• SELECTED EXCERPT:
/---

When I first came to Korea, I had to overcome the shock, as many expats have done, of being deprived of daily joys I took for granted. Ovens. Cheese. Clothes dryers.
The first shock came on my first morning.
“Coffee? Where’s the coffee maker?”
My first employer had supplied an apartment with some furnishings. They must have overlooked the coffee maker. I had been drinking coffee ritualistically every morning since around three years old.
“Must… have… coffee..!”
To my dismay, I found that coffee makers were not common here. Bean coffee was rare enough to be prohibitively expensive. All that was practically available was freeze-dried instant.
“Instant? Blegh!”
Any self-inflating coffee snob would rather drink soapy water than instant coffee. Yet humans, by nature, are adaptable. We are not small-brained koalas who can only eat one substance. We find ways to cope, and cope I did. I had learned to doctor up my coffee to make it more of a Cafe Vienna-style coffee beverage, which actually turned out to be quite tasty.
Since then, I have acquired a coffee maker, and we do make drip coffee on occasion. Bean coffee is still too expensive to justify making it every day, unless I go to Costco, which I rarely do. We make drip coffee at work, but there are times when a well-made cup of instant is better than a poorly made pot of drip.
Luckily, freeze-dried coffee technology has improved. In the past year, a new premium version has come out called Supremo. I’m giving them a free plug here, because the aroma and body come pretty close to mimicking coffee shop brew, especially when heaped in mountainous amounts.
I’m also hooked on Harold McGee’s On Food and Cooking, which is an 800+ page tome on food science and history. Only a food nerd like myself would be enthralled by sixty pages on the properties of milk. But it has already proven useful, especially the section on how milk foams work.
“Enough jibber jabber, fool! Make me some coffee!”
INGREDIENTS
Supremo Instant Coffee, 1 heaping spoonful (maybe a little extra)
Sugar, 1/2 spoonful or to taste (optional)
1/2 – 1 cup Milk, skim works better but whole is fine, make sure it’s cold
Ground Cinnamon, dash
1. Heat water to boiling.
2. Place a good heaping spoonful of instant coffee in your cup. Add the optional sugar.
3. Pour the really cold milk in a microwave safe container. Cover it and shake vigorously for 30 seconds.

\---

• MATERIAL SUPPLIED:
/---

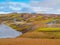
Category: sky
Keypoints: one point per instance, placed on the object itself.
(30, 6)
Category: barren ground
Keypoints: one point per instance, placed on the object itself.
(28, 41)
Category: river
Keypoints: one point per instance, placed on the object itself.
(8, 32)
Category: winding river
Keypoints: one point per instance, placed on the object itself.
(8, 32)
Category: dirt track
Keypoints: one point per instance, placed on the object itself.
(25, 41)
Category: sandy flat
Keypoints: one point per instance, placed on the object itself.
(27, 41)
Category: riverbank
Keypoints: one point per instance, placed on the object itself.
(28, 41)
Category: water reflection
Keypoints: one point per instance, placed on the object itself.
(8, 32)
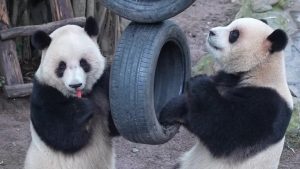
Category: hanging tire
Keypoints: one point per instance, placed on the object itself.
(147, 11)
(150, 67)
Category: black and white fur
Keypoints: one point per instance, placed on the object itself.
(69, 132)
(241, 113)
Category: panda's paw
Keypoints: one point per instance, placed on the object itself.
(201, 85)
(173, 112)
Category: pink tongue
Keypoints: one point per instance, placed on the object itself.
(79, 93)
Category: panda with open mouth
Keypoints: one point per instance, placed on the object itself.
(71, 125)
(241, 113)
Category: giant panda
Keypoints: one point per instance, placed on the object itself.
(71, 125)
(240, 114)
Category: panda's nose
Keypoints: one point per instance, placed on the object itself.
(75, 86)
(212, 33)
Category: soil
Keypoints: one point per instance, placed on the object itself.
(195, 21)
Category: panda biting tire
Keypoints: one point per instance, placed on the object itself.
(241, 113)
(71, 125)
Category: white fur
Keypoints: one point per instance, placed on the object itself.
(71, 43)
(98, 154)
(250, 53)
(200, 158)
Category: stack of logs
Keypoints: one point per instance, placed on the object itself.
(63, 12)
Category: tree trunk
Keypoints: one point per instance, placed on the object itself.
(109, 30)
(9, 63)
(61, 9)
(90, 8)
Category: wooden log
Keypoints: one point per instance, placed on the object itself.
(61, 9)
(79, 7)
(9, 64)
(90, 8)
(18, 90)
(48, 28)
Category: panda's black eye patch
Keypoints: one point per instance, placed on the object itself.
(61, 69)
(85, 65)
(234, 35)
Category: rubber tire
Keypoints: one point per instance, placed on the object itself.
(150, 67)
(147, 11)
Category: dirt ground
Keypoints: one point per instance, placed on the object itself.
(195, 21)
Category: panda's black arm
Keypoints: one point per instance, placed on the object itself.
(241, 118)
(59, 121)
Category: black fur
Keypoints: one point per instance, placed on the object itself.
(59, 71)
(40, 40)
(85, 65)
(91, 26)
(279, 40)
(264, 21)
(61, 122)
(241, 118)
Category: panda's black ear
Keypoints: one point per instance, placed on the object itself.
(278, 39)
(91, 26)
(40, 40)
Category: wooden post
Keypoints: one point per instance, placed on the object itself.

\---

• TASK REQUIREMENTS:
**A.** Can you answer these from the coffee post?
(i) Since about what age has the writer drunk coffee every morning?
(ii) What is the new premium instant coffee called?
(iii) For how long should the covered milk be shaken?
**B.** Could you reproduce word for word everything in the coffee post from "Sugar, 1/2 spoonful" down to "for 30 seconds."?
**C.** Do these statements agree with the coffee post? Answer each yes or no, and quote the words that decide it.
(i) Bean coffee was cheap when the writer arrived in Korea.
(ii) The writer makes drip coffee at work.
(iii) Skim milk works better than whole milk in the recipe.
None of the lines are needed here.

• RESULTS:
**A.**
(i) Since around three years old.
(ii) Supremo.
(iii) For 30 seconds.

**B.**
Sugar, 1/2 spoonful or to taste (optional)
1/2 – 1 cup Milk, skim works better but whole is fine, make sure it’s cold
Ground Cinnamon, dash
1. Heat water to boiling.
2. Place a good heaping spoonful of instant coffee in your cup. Add the optional sugar.
3. Pour the really cold milk in a microwave safe container. Cover it and shake vigorously for 30 seconds.

**C.**
(i) No: "Bean coffee was rare enough to be prohibitively expensive."
(ii) Yes: "We make drip coffee at work"
(iii) Yes: "skim works better but whole is fine"